Supplied material.
══════

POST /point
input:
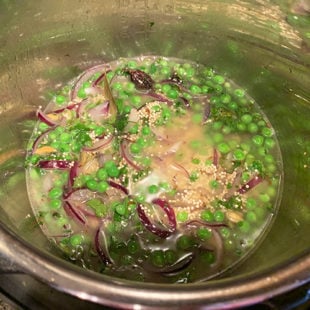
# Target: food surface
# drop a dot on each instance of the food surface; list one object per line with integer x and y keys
{"x": 153, "y": 169}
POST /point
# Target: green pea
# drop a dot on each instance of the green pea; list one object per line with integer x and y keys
{"x": 204, "y": 233}
{"x": 76, "y": 240}
{"x": 245, "y": 177}
{"x": 172, "y": 94}
{"x": 252, "y": 128}
{"x": 223, "y": 148}
{"x": 182, "y": 216}
{"x": 225, "y": 98}
{"x": 113, "y": 171}
{"x": 214, "y": 184}
{"x": 233, "y": 105}
{"x": 92, "y": 184}
{"x": 239, "y": 154}
{"x": 134, "y": 129}
{"x": 217, "y": 125}
{"x": 264, "y": 197}
{"x": 117, "y": 86}
{"x": 81, "y": 93}
{"x": 267, "y": 132}
{"x": 165, "y": 88}
{"x": 102, "y": 186}
{"x": 102, "y": 174}
{"x": 132, "y": 246}
{"x": 55, "y": 192}
{"x": 226, "y": 130}
{"x": 153, "y": 189}
{"x": 244, "y": 226}
{"x": 269, "y": 143}
{"x": 219, "y": 79}
{"x": 195, "y": 89}
{"x": 217, "y": 137}
{"x": 65, "y": 137}
{"x": 135, "y": 148}
{"x": 239, "y": 92}
{"x": 258, "y": 140}
{"x": 158, "y": 258}
{"x": 207, "y": 216}
{"x": 135, "y": 100}
{"x": 165, "y": 71}
{"x": 269, "y": 158}
{"x": 241, "y": 127}
{"x": 219, "y": 216}
{"x": 251, "y": 203}
{"x": 146, "y": 130}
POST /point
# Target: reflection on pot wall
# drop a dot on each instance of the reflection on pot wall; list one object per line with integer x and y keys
{"x": 263, "y": 45}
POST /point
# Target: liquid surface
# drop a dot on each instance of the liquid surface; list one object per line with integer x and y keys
{"x": 153, "y": 169}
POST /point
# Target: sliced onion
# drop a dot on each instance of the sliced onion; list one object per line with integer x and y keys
{"x": 250, "y": 184}
{"x": 77, "y": 215}
{"x": 164, "y": 205}
{"x": 55, "y": 164}
{"x": 100, "y": 112}
{"x": 127, "y": 156}
{"x": 173, "y": 269}
{"x": 118, "y": 186}
{"x": 215, "y": 157}
{"x": 38, "y": 140}
{"x": 85, "y": 77}
{"x": 158, "y": 97}
{"x": 103, "y": 142}
{"x": 101, "y": 246}
{"x": 72, "y": 174}
{"x": 206, "y": 112}
{"x": 71, "y": 106}
{"x": 101, "y": 77}
{"x": 203, "y": 223}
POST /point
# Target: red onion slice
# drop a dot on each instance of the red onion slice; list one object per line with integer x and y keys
{"x": 103, "y": 142}
{"x": 55, "y": 164}
{"x": 118, "y": 186}
{"x": 164, "y": 205}
{"x": 250, "y": 184}
{"x": 215, "y": 157}
{"x": 41, "y": 137}
{"x": 44, "y": 118}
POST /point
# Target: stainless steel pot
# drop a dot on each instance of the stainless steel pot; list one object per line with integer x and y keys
{"x": 263, "y": 45}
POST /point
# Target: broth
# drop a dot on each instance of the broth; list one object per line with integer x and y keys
{"x": 154, "y": 169}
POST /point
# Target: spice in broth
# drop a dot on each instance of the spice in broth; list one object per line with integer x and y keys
{"x": 153, "y": 169}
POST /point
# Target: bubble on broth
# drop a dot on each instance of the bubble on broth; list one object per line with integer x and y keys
{"x": 154, "y": 169}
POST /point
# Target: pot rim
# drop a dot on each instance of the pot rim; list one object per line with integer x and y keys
{"x": 91, "y": 286}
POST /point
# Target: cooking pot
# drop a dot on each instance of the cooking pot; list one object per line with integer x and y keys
{"x": 262, "y": 45}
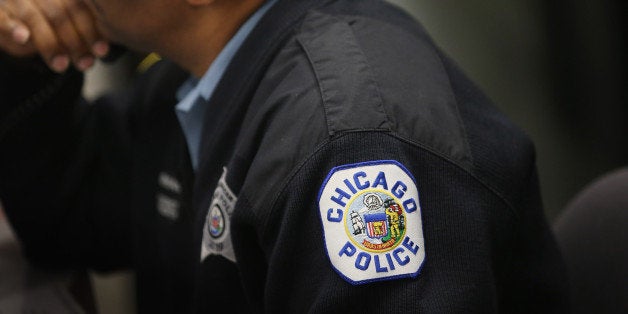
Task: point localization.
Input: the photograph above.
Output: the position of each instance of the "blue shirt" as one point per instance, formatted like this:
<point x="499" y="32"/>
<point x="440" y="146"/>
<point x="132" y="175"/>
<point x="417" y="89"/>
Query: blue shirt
<point x="194" y="94"/>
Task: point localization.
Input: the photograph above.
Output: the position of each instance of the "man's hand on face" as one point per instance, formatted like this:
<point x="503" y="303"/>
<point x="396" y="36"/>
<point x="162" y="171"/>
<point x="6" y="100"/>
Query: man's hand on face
<point x="60" y="31"/>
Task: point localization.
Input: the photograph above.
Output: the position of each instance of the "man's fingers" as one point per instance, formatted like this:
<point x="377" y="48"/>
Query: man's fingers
<point x="14" y="36"/>
<point x="43" y="36"/>
<point x="64" y="28"/>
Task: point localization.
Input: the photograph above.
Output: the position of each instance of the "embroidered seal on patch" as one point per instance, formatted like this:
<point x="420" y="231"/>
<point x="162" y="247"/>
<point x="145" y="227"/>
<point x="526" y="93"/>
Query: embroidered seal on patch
<point x="372" y="223"/>
<point x="216" y="232"/>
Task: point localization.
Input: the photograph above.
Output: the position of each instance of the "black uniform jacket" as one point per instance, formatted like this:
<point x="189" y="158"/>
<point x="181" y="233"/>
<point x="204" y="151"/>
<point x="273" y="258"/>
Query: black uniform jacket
<point x="317" y="85"/>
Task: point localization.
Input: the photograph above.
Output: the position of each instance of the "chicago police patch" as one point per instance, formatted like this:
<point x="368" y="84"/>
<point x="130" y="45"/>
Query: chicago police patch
<point x="372" y="221"/>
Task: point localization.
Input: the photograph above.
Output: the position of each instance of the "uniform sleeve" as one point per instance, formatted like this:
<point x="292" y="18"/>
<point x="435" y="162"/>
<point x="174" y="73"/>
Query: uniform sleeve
<point x="372" y="222"/>
<point x="64" y="169"/>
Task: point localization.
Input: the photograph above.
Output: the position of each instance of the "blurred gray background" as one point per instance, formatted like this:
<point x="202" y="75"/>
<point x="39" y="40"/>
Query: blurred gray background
<point x="557" y="68"/>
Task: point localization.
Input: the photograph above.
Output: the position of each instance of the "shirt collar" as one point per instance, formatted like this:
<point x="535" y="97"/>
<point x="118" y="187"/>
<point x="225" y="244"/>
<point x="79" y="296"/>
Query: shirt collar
<point x="204" y="88"/>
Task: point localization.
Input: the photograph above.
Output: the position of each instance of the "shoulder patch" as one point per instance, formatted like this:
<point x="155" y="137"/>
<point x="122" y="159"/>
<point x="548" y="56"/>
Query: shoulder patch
<point x="217" y="228"/>
<point x="372" y="223"/>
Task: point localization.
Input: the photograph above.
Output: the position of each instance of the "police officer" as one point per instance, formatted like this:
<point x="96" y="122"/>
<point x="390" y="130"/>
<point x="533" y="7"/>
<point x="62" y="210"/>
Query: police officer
<point x="234" y="174"/>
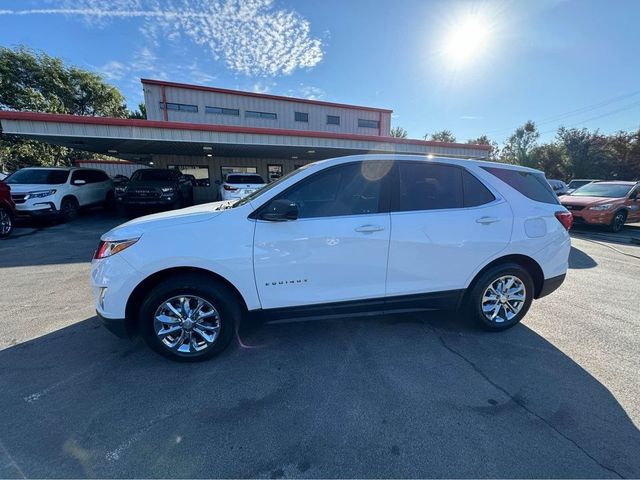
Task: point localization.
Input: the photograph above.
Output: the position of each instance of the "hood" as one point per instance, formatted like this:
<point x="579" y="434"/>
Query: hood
<point x="27" y="187"/>
<point x="138" y="226"/>
<point x="584" y="201"/>
<point x="150" y="184"/>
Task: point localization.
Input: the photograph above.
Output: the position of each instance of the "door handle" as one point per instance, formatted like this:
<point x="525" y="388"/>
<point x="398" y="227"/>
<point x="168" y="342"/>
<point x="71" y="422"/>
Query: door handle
<point x="487" y="220"/>
<point x="369" y="228"/>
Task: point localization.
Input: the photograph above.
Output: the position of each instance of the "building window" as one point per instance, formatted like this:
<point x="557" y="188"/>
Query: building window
<point x="302" y="117"/>
<point x="197" y="174"/>
<point x="223" y="111"/>
<point x="179" y="106"/>
<point x="252" y="114"/>
<point x="368" y="123"/>
<point x="275" y="172"/>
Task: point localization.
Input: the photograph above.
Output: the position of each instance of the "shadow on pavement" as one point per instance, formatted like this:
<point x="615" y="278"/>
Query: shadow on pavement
<point x="402" y="396"/>
<point x="578" y="259"/>
<point x="41" y="242"/>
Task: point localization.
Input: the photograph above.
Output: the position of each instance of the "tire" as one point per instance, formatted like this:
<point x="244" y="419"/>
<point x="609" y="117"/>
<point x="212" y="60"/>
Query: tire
<point x="6" y="223"/>
<point x="220" y="306"/>
<point x="109" y="202"/>
<point x="69" y="209"/>
<point x="509" y="311"/>
<point x="617" y="223"/>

══════

What the task asks.
Each line from the first line of the entries through the line containing "# Target: reflection on pot wall" should be duplicated word for word, and nothing more; the pictures stay out.

Task answer.
POST /point
input:
# Target: food surface
# drop a dot on each instance of the food surface; list one object per line with integer x and y keys
{"x": 153, "y": 169}
POST /point
# Target: green pea
# drop a dot on each instance of the green pea; list one object per line with integer x and y keys
{"x": 204, "y": 233}
{"x": 76, "y": 240}
{"x": 245, "y": 177}
{"x": 172, "y": 94}
{"x": 252, "y": 128}
{"x": 223, "y": 148}
{"x": 182, "y": 216}
{"x": 225, "y": 98}
{"x": 113, "y": 171}
{"x": 214, "y": 184}
{"x": 233, "y": 105}
{"x": 92, "y": 184}
{"x": 239, "y": 154}
{"x": 134, "y": 129}
{"x": 217, "y": 125}
{"x": 264, "y": 197}
{"x": 117, "y": 86}
{"x": 81, "y": 93}
{"x": 267, "y": 132}
{"x": 165, "y": 88}
{"x": 102, "y": 186}
{"x": 102, "y": 174}
{"x": 132, "y": 246}
{"x": 55, "y": 192}
{"x": 226, "y": 130}
{"x": 153, "y": 189}
{"x": 244, "y": 226}
{"x": 269, "y": 143}
{"x": 219, "y": 79}
{"x": 195, "y": 89}
{"x": 217, "y": 137}
{"x": 65, "y": 137}
{"x": 135, "y": 148}
{"x": 239, "y": 92}
{"x": 258, "y": 140}
{"x": 158, "y": 258}
{"x": 207, "y": 216}
{"x": 135, "y": 100}
{"x": 165, "y": 71}
{"x": 269, "y": 158}
{"x": 241, "y": 127}
{"x": 219, "y": 216}
{"x": 251, "y": 203}
{"x": 146, "y": 130}
POST /point
# Target: reflection on pot wall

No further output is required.